++++ Extracted material ++++

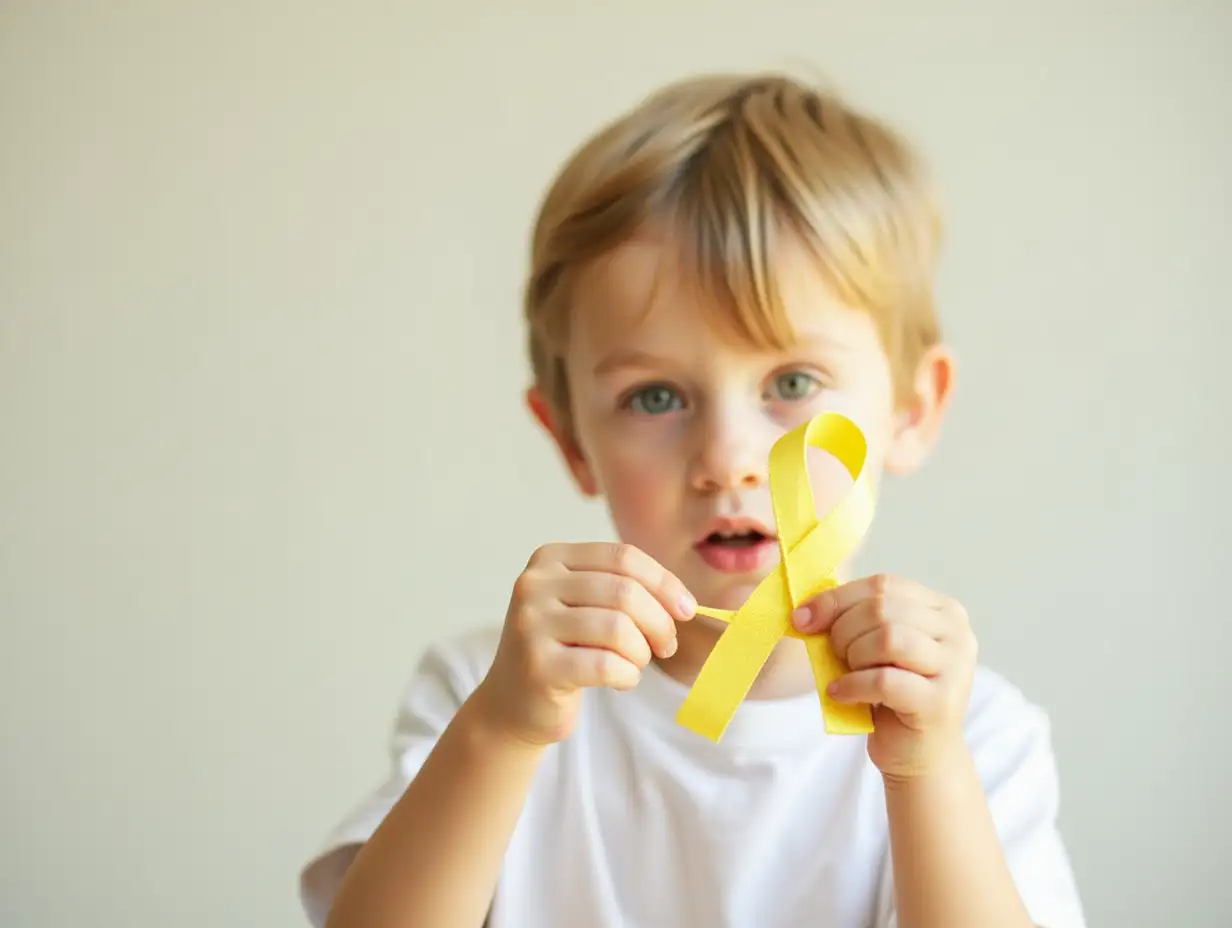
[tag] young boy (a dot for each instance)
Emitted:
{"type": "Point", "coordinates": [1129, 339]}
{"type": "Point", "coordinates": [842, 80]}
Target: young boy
{"type": "Point", "coordinates": [727, 260]}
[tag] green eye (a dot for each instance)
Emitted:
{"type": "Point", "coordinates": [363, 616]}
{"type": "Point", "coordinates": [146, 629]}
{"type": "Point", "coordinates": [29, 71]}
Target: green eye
{"type": "Point", "coordinates": [654, 401]}
{"type": "Point", "coordinates": [794, 385]}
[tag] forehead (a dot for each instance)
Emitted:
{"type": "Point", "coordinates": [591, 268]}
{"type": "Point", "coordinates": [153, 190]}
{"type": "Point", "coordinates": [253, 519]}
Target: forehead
{"type": "Point", "coordinates": [647, 290]}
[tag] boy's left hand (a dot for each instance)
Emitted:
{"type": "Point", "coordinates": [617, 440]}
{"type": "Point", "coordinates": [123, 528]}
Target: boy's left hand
{"type": "Point", "coordinates": [912, 656]}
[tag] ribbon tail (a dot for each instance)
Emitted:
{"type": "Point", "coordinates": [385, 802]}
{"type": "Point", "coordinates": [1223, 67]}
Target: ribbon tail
{"type": "Point", "coordinates": [737, 658]}
{"type": "Point", "coordinates": [840, 717]}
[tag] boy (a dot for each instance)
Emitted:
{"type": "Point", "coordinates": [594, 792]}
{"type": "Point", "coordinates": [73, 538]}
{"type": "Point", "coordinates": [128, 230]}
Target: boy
{"type": "Point", "coordinates": [715, 268]}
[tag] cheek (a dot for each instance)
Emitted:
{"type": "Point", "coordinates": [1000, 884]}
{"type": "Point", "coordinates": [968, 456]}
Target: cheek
{"type": "Point", "coordinates": [642, 491]}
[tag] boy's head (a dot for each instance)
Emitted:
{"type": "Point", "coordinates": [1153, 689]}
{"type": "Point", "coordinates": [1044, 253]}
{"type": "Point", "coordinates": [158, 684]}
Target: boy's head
{"type": "Point", "coordinates": [713, 268]}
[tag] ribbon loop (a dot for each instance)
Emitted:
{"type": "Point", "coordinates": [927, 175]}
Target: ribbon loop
{"type": "Point", "coordinates": [811, 551]}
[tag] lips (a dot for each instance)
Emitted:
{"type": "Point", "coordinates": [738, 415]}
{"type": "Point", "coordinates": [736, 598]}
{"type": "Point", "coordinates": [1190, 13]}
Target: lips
{"type": "Point", "coordinates": [737, 545]}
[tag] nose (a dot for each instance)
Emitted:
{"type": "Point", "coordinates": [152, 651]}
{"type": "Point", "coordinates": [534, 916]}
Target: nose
{"type": "Point", "coordinates": [729, 456]}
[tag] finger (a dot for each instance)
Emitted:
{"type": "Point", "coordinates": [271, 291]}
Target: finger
{"type": "Point", "coordinates": [628, 561]}
{"type": "Point", "coordinates": [867, 615]}
{"type": "Point", "coordinates": [891, 687]}
{"type": "Point", "coordinates": [622, 594]}
{"type": "Point", "coordinates": [822, 610]}
{"type": "Point", "coordinates": [594, 667]}
{"type": "Point", "coordinates": [591, 627]}
{"type": "Point", "coordinates": [896, 646]}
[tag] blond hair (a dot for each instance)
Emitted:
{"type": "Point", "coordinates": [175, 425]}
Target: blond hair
{"type": "Point", "coordinates": [733, 163]}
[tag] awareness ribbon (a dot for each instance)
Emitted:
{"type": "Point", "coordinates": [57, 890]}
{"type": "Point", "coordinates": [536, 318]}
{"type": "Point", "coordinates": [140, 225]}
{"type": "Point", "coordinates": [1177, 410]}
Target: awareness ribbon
{"type": "Point", "coordinates": [811, 551]}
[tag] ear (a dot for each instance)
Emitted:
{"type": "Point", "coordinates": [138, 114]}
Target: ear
{"type": "Point", "coordinates": [918, 422]}
{"type": "Point", "coordinates": [564, 443]}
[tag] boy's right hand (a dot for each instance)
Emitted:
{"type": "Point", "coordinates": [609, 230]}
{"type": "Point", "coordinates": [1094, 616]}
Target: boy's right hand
{"type": "Point", "coordinates": [580, 615]}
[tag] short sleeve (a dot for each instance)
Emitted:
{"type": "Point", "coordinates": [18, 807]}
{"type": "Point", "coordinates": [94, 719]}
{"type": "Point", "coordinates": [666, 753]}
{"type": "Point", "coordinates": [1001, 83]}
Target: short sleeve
{"type": "Point", "coordinates": [1010, 741]}
{"type": "Point", "coordinates": [442, 680]}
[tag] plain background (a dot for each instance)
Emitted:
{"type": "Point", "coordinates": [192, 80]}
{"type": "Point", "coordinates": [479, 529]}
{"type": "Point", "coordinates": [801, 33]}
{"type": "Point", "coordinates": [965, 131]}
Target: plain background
{"type": "Point", "coordinates": [263, 438]}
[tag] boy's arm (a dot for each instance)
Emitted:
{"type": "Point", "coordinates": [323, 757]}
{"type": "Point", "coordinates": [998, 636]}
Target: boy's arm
{"type": "Point", "coordinates": [911, 655]}
{"type": "Point", "coordinates": [948, 859]}
{"type": "Point", "coordinates": [436, 857]}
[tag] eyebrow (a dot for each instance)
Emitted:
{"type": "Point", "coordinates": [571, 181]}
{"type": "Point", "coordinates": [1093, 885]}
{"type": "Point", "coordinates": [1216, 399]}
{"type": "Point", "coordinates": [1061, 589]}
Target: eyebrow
{"type": "Point", "coordinates": [631, 358]}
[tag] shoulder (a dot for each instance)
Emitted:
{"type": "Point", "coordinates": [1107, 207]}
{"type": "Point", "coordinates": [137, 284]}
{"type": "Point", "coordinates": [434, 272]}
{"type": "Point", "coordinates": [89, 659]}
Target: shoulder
{"type": "Point", "coordinates": [447, 672]}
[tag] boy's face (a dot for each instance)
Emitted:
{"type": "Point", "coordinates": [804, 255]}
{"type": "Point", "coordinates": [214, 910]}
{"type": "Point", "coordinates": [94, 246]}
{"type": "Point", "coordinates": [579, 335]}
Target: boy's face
{"type": "Point", "coordinates": [674, 422]}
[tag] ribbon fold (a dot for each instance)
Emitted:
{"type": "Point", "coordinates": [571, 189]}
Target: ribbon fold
{"type": "Point", "coordinates": [811, 551]}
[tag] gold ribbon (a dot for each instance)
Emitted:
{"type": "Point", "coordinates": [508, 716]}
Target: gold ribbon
{"type": "Point", "coordinates": [811, 552]}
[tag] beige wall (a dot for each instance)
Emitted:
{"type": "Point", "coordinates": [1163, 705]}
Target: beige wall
{"type": "Point", "coordinates": [254, 256]}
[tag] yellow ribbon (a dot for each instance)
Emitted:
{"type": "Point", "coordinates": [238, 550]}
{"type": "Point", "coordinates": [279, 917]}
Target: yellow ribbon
{"type": "Point", "coordinates": [811, 552]}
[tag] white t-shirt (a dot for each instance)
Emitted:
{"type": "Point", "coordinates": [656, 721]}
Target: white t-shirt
{"type": "Point", "coordinates": [637, 822]}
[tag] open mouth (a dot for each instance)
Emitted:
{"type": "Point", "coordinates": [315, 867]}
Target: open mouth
{"type": "Point", "coordinates": [737, 549]}
{"type": "Point", "coordinates": [736, 540]}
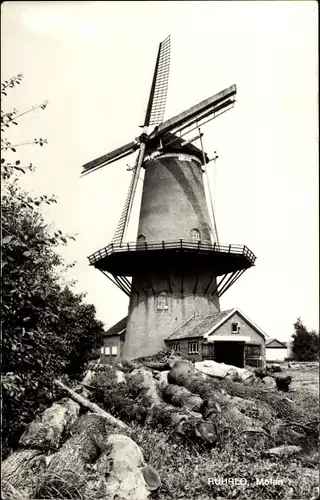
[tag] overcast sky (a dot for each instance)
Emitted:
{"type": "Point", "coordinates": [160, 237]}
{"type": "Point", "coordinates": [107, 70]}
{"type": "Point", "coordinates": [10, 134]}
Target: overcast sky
{"type": "Point", "coordinates": [94, 61]}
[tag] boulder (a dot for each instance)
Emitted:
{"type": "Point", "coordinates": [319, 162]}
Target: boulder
{"type": "Point", "coordinates": [275, 368]}
{"type": "Point", "coordinates": [283, 382]}
{"type": "Point", "coordinates": [269, 382]}
{"type": "Point", "coordinates": [281, 451]}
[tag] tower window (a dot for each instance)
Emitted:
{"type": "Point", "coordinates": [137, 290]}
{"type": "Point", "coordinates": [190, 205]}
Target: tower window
{"type": "Point", "coordinates": [195, 235]}
{"type": "Point", "coordinates": [235, 328]}
{"type": "Point", "coordinates": [193, 347]}
{"type": "Point", "coordinates": [176, 347]}
{"type": "Point", "coordinates": [162, 301]}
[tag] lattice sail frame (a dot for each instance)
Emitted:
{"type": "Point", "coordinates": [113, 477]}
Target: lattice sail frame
{"type": "Point", "coordinates": [159, 88]}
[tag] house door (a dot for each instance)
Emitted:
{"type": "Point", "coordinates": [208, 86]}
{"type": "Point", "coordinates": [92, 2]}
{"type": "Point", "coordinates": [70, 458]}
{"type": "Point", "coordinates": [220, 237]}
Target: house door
{"type": "Point", "coordinates": [208, 351]}
{"type": "Point", "coordinates": [230, 353]}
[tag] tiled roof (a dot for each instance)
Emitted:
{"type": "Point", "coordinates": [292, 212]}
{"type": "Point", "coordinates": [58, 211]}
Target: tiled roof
{"type": "Point", "coordinates": [275, 342]}
{"type": "Point", "coordinates": [197, 326]}
{"type": "Point", "coordinates": [117, 328]}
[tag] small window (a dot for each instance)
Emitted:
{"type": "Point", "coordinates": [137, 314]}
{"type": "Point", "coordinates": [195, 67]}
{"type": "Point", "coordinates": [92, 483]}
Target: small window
{"type": "Point", "coordinates": [105, 350]}
{"type": "Point", "coordinates": [193, 347]}
{"type": "Point", "coordinates": [253, 351]}
{"type": "Point", "coordinates": [235, 328]}
{"type": "Point", "coordinates": [162, 301]}
{"type": "Point", "coordinates": [195, 235]}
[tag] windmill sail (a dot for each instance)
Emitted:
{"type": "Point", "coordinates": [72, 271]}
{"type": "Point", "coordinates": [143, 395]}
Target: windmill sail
{"type": "Point", "coordinates": [114, 155]}
{"type": "Point", "coordinates": [197, 113]}
{"type": "Point", "coordinates": [119, 232]}
{"type": "Point", "coordinates": [159, 87]}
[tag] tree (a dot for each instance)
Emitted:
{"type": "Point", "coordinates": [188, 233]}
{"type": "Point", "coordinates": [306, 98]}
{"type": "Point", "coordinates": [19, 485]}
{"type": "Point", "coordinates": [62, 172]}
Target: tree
{"type": "Point", "coordinates": [305, 344]}
{"type": "Point", "coordinates": [47, 329]}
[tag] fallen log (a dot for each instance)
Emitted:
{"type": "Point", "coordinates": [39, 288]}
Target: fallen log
{"type": "Point", "coordinates": [182, 397]}
{"type": "Point", "coordinates": [218, 405]}
{"type": "Point", "coordinates": [20, 473]}
{"type": "Point", "coordinates": [183, 373]}
{"type": "Point", "coordinates": [179, 421]}
{"type": "Point", "coordinates": [91, 406]}
{"type": "Point", "coordinates": [23, 468]}
{"type": "Point", "coordinates": [47, 431]}
{"type": "Point", "coordinates": [161, 367]}
{"type": "Point", "coordinates": [95, 463]}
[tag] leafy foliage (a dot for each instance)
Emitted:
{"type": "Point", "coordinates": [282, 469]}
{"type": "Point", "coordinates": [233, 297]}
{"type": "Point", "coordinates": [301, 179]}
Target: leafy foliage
{"type": "Point", "coordinates": [305, 345]}
{"type": "Point", "coordinates": [47, 329]}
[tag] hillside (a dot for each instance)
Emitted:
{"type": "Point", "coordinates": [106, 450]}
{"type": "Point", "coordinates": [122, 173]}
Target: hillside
{"type": "Point", "coordinates": [169, 432]}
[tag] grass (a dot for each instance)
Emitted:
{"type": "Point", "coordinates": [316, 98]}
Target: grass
{"type": "Point", "coordinates": [236, 471]}
{"type": "Point", "coordinates": [190, 473]}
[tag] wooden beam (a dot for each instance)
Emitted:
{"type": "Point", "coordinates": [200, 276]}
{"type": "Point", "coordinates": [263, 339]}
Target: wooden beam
{"type": "Point", "coordinates": [194, 111]}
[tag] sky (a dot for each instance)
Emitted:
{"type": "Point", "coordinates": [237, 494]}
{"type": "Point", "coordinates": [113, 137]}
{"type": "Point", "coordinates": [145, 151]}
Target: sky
{"type": "Point", "coordinates": [93, 62]}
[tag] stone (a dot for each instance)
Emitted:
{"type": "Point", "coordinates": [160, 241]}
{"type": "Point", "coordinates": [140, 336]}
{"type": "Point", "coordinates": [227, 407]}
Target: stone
{"type": "Point", "coordinates": [284, 450]}
{"type": "Point", "coordinates": [269, 382]}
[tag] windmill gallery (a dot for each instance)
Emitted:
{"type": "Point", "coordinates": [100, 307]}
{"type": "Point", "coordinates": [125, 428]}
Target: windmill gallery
{"type": "Point", "coordinates": [176, 270]}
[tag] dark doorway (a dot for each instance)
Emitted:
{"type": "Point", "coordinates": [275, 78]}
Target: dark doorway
{"type": "Point", "coordinates": [230, 353]}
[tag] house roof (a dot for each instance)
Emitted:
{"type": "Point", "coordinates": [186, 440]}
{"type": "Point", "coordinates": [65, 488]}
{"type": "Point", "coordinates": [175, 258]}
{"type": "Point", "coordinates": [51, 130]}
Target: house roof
{"type": "Point", "coordinates": [203, 326]}
{"type": "Point", "coordinates": [118, 328]}
{"type": "Point", "coordinates": [275, 343]}
{"type": "Point", "coordinates": [197, 326]}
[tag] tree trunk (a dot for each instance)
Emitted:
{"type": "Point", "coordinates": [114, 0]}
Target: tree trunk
{"type": "Point", "coordinates": [91, 406]}
{"type": "Point", "coordinates": [22, 469]}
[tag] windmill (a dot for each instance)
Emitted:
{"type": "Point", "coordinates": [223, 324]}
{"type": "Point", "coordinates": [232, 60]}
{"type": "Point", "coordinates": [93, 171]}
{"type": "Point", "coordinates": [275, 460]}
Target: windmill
{"type": "Point", "coordinates": [176, 268]}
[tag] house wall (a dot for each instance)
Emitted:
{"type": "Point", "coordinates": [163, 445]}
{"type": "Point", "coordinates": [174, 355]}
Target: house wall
{"type": "Point", "coordinates": [276, 353]}
{"type": "Point", "coordinates": [173, 204]}
{"type": "Point", "coordinates": [184, 348]}
{"type": "Point", "coordinates": [148, 327]}
{"type": "Point", "coordinates": [112, 341]}
{"type": "Point", "coordinates": [245, 329]}
{"type": "Point", "coordinates": [206, 348]}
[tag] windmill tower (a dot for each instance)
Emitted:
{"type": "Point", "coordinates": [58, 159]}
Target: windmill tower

++++

- _Task statement_
Everything from the line that contains "[tag] tree trunk (a dot for each instance)" through the end of the records must be duplicated exactly, and nothing outside that range.

- _Response_
[tag] tree trunk (a dot for each instance)
Emitted:
{"type": "Point", "coordinates": [114, 0]}
Target: tree trunk
{"type": "Point", "coordinates": [91, 406]}
{"type": "Point", "coordinates": [22, 469]}
[tag] windmill (a dot for each instance)
Emitted:
{"type": "Point", "coordinates": [223, 324]}
{"type": "Point", "coordinates": [232, 60]}
{"type": "Point", "coordinates": [93, 171]}
{"type": "Point", "coordinates": [275, 460]}
Target: windmill
{"type": "Point", "coordinates": [176, 268]}
[tag] house wall (a dot for each instance)
Emitted:
{"type": "Point", "coordinates": [163, 445]}
{"type": "Point", "coordinates": [174, 355]}
Target: house wall
{"type": "Point", "coordinates": [276, 353]}
{"type": "Point", "coordinates": [173, 204]}
{"type": "Point", "coordinates": [184, 348]}
{"type": "Point", "coordinates": [148, 327]}
{"type": "Point", "coordinates": [112, 341]}
{"type": "Point", "coordinates": [245, 329]}
{"type": "Point", "coordinates": [206, 348]}
[tag] windmill tower (a dot for each instance)
Emitted:
{"type": "Point", "coordinates": [58, 159]}
Target: windmill tower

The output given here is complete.